» **Job**
Convert every row below into one numbered list of its lines, skipping any blank lines. Leave the pictures out of your answer.

[Object position labeling rows]
#####

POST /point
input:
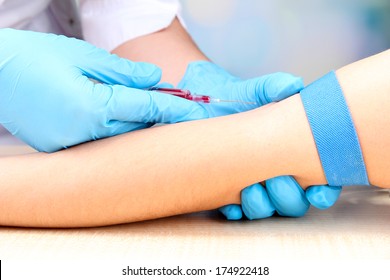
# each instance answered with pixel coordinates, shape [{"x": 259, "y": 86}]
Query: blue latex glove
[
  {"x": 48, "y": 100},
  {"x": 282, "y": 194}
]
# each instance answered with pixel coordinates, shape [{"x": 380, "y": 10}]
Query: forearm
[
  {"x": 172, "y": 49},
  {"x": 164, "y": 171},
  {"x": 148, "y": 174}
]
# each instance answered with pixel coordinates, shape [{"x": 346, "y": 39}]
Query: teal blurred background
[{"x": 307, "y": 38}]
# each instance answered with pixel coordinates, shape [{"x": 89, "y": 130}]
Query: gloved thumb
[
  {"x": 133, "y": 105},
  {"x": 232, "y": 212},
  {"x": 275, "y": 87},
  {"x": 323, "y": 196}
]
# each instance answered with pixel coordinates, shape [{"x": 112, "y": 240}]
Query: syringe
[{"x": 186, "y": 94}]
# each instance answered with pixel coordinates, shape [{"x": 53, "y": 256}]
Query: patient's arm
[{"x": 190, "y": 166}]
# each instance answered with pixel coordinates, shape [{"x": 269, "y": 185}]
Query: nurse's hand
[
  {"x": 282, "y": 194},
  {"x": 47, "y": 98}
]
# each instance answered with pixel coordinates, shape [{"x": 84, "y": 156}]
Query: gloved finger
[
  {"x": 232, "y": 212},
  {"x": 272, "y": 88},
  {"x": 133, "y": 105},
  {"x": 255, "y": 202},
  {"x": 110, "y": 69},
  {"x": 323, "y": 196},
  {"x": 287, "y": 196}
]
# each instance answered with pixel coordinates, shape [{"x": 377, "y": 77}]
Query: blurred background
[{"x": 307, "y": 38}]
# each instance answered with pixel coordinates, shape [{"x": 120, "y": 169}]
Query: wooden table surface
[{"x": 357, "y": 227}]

#####

» **Expected answer**
1. POST /point
2. input:
3. # each instance answered with pixel coordinates, shape [{"x": 259, "y": 86}]
4. Query: blue latex glove
5. [
6.   {"x": 48, "y": 100},
7.   {"x": 282, "y": 194}
8. ]
9. # each instance answered with pixel coordinates, shape [{"x": 380, "y": 10}]
10. Query: forearm
11. [
12.   {"x": 172, "y": 49},
13.   {"x": 164, "y": 171},
14.   {"x": 148, "y": 174}
15. ]
16. # each instance answered with pixel coordinates, shape [{"x": 346, "y": 39}]
17. Query: teal blurred background
18. [{"x": 307, "y": 38}]
19. # each instance answered with pixel coordinates, shape [{"x": 89, "y": 130}]
20. Query: gloved thumb
21. [
22.   {"x": 133, "y": 105},
23.   {"x": 232, "y": 212},
24.   {"x": 275, "y": 87},
25.   {"x": 323, "y": 196}
26. ]
27. # each instance answered with pixel coordinates, shape [{"x": 112, "y": 240}]
28. Query: syringe
29. [{"x": 186, "y": 94}]
30. # each instance answered with pixel coordinates, shape [{"x": 53, "y": 256}]
31. Query: patient's arm
32. [{"x": 190, "y": 166}]
33. # each instance answered with pixel coordinates, shape [{"x": 269, "y": 185}]
34. Query: nurse's hand
35. [
36.   {"x": 282, "y": 194},
37.   {"x": 47, "y": 98}
38. ]
39. # each instance answered with pixel coordinates, shape [{"x": 84, "y": 156}]
40. Query: gloved finger
41. [
42.   {"x": 232, "y": 212},
43.   {"x": 272, "y": 88},
44.   {"x": 133, "y": 105},
45.   {"x": 255, "y": 202},
46.   {"x": 110, "y": 69},
47.   {"x": 323, "y": 196},
48.   {"x": 287, "y": 196}
49. ]
50. # each instance answered with pixel coordinates, shape [{"x": 377, "y": 77}]
51. Query: blurred background
52. [{"x": 307, "y": 38}]
53. # each instance answered with pixel coordinates, shape [{"x": 120, "y": 169}]
54. Query: wooden table surface
55. [{"x": 357, "y": 227}]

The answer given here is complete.